[Source data]
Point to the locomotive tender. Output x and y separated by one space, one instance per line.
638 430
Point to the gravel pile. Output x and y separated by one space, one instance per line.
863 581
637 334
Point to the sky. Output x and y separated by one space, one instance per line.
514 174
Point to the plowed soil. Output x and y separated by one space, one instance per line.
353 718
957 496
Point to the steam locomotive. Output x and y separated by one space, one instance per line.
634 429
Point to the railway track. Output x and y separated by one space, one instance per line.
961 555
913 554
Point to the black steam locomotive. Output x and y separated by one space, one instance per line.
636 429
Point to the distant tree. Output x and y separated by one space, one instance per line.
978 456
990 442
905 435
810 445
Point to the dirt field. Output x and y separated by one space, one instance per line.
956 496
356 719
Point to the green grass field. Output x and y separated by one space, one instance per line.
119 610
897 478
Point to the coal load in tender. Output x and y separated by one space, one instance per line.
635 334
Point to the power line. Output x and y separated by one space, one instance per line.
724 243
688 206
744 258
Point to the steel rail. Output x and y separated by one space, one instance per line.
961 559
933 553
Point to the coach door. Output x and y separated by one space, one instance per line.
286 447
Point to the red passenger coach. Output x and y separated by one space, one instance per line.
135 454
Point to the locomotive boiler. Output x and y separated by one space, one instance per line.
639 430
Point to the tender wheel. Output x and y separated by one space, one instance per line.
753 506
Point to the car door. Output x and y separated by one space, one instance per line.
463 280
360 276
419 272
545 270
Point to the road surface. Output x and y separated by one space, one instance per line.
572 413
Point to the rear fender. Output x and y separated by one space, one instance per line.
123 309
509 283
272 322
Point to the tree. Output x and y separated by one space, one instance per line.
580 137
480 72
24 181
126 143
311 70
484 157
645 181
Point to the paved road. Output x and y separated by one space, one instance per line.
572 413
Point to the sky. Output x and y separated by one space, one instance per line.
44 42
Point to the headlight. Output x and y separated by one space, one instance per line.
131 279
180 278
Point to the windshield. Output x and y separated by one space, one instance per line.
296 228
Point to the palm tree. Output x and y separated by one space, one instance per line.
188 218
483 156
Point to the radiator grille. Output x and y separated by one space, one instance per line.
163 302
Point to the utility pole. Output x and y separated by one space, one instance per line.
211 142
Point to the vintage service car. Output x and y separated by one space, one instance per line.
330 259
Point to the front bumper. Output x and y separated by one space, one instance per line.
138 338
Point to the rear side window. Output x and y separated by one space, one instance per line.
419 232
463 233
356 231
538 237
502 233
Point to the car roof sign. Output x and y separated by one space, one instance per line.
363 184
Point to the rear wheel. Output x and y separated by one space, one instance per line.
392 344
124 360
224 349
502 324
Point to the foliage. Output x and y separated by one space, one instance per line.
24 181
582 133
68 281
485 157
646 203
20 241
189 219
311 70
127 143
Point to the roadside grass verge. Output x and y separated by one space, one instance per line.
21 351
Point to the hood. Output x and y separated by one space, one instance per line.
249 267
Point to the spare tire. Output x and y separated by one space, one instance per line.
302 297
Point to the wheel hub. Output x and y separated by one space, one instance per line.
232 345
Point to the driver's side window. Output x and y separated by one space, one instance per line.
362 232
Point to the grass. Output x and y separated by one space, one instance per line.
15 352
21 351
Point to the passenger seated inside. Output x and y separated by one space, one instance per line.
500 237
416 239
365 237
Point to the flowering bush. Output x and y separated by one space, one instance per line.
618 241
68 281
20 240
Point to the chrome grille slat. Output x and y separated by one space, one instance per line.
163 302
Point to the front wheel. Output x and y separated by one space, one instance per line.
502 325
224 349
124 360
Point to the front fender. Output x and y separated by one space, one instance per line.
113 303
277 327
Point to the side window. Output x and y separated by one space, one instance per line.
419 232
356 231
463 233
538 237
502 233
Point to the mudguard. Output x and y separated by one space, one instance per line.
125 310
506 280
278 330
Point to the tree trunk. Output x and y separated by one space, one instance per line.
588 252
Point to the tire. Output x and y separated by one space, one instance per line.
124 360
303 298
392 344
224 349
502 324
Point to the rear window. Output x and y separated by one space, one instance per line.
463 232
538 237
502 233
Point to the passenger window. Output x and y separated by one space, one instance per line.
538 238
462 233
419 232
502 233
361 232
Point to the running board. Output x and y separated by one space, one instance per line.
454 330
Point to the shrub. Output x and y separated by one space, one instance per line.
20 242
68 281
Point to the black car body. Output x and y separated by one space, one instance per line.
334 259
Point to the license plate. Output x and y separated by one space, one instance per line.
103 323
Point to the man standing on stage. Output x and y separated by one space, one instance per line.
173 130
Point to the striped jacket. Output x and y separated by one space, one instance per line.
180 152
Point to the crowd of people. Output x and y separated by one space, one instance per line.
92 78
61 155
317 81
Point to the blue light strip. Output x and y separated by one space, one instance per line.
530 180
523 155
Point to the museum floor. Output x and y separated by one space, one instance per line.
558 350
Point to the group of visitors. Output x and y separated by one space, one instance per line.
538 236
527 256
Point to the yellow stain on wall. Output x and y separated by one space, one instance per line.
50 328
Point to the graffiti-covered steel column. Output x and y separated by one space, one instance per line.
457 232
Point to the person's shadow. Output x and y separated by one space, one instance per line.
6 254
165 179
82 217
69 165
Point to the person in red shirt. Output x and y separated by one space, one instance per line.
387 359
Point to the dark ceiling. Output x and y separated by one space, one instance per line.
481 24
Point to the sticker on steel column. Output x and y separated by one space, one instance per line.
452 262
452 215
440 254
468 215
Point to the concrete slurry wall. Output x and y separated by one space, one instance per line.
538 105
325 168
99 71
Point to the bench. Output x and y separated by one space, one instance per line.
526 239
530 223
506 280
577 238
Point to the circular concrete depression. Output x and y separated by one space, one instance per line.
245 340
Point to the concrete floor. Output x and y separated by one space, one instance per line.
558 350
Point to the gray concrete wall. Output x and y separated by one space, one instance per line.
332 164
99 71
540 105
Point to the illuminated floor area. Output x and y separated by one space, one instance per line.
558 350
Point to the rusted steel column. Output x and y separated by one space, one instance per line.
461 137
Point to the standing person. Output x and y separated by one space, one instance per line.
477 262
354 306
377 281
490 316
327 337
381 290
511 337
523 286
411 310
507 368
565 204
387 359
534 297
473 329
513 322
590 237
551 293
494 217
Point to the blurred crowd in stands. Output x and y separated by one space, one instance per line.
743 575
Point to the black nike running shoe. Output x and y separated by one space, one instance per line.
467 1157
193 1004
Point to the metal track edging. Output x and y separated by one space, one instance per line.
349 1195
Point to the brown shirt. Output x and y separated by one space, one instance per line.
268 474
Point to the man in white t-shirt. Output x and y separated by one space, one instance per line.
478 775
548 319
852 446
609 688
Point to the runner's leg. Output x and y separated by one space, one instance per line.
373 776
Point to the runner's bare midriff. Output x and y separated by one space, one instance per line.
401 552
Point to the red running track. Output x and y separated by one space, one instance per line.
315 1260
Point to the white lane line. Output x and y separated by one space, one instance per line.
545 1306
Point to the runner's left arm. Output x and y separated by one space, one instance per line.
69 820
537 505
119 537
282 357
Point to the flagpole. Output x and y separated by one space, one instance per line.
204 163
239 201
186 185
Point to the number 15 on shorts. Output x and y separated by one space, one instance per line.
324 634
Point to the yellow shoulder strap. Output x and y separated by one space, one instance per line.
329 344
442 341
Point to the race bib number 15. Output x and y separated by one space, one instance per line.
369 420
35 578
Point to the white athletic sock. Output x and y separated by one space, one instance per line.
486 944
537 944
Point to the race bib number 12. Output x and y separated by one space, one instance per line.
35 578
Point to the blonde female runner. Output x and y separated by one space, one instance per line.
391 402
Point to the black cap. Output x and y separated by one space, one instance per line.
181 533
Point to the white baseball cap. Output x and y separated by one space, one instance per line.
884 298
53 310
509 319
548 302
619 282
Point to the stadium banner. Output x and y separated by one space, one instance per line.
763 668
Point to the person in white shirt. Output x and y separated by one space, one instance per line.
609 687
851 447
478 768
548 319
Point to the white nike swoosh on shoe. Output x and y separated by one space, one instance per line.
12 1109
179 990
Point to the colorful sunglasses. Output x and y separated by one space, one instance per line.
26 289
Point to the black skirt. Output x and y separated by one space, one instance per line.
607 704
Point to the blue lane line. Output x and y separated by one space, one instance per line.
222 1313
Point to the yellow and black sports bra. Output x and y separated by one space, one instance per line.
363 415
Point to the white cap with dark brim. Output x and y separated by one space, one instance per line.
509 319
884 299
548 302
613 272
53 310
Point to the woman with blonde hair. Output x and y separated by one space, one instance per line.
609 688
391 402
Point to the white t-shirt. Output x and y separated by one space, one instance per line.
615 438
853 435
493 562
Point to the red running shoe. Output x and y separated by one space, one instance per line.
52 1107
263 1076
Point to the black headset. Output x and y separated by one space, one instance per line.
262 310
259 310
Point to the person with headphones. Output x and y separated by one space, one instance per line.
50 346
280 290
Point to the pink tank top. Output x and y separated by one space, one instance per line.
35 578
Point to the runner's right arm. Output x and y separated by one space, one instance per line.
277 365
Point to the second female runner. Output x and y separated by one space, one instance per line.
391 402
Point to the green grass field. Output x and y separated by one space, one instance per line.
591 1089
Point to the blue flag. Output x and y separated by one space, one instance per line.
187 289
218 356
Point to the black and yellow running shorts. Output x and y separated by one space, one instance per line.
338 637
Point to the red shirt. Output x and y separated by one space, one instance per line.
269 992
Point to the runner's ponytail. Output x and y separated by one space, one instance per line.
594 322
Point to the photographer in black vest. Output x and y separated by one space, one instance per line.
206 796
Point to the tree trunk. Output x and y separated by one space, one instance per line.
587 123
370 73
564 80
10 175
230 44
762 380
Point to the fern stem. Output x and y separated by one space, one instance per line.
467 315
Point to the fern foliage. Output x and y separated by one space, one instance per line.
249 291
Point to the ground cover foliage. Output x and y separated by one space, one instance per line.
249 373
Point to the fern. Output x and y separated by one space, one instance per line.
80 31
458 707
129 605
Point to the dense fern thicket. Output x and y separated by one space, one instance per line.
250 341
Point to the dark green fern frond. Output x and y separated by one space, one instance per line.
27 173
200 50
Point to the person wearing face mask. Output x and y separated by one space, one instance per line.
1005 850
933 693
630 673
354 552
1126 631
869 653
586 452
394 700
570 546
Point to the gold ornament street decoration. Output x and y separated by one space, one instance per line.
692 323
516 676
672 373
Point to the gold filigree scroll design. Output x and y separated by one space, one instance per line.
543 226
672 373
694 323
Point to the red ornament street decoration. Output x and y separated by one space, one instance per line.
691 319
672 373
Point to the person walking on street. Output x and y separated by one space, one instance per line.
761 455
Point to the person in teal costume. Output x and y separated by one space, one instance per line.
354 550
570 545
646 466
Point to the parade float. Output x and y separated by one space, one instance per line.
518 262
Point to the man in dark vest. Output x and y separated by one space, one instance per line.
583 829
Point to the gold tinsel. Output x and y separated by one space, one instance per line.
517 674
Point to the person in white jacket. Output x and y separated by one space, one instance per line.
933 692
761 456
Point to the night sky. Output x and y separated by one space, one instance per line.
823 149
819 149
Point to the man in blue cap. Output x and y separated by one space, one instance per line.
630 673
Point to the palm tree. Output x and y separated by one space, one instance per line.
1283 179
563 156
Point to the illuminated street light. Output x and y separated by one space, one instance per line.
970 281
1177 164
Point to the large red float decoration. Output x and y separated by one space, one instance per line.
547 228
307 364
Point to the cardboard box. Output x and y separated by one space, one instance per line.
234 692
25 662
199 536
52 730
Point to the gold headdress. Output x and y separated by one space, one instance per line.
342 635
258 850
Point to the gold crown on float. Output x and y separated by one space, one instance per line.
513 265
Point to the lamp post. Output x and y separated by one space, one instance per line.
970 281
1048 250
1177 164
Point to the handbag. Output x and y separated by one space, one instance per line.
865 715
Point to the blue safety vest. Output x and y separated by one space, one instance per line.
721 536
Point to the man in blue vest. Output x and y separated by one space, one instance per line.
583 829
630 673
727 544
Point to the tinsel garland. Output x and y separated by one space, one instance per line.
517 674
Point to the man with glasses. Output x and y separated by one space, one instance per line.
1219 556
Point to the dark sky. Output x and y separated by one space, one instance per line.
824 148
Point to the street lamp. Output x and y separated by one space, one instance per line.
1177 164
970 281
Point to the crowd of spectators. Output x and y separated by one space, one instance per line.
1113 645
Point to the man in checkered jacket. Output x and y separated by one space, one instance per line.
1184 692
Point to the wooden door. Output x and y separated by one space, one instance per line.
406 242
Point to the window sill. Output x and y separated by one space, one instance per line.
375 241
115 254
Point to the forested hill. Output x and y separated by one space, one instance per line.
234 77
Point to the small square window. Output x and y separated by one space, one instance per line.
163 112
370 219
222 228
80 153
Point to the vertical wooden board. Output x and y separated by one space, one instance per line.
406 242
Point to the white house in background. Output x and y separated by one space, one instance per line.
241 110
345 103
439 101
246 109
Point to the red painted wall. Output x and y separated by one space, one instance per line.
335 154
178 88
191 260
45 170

- **WORK TO COMPLETE**
Retype only the lines running from the line with "Point to the forested" to the end of the listing, including both of those lines.

- **SOLUTION FOR THIS PROBLEM**
Point to the forested hill. Output x and y separated by one space, one instance per line.
234 77
Point to the small square window. Output x and y separated by one space, one instance per line.
163 112
370 219
222 228
80 153
Point to the vertical wooden board. Output x and y separated by one space, one instance per line.
406 242
Point to the white house in background. Output x and y separated by one space, one instance per line.
241 110
345 103
439 101
246 109
Point to the red painted wall. Output x and y separated by one space, one instance per line.
335 154
178 88
191 260
45 170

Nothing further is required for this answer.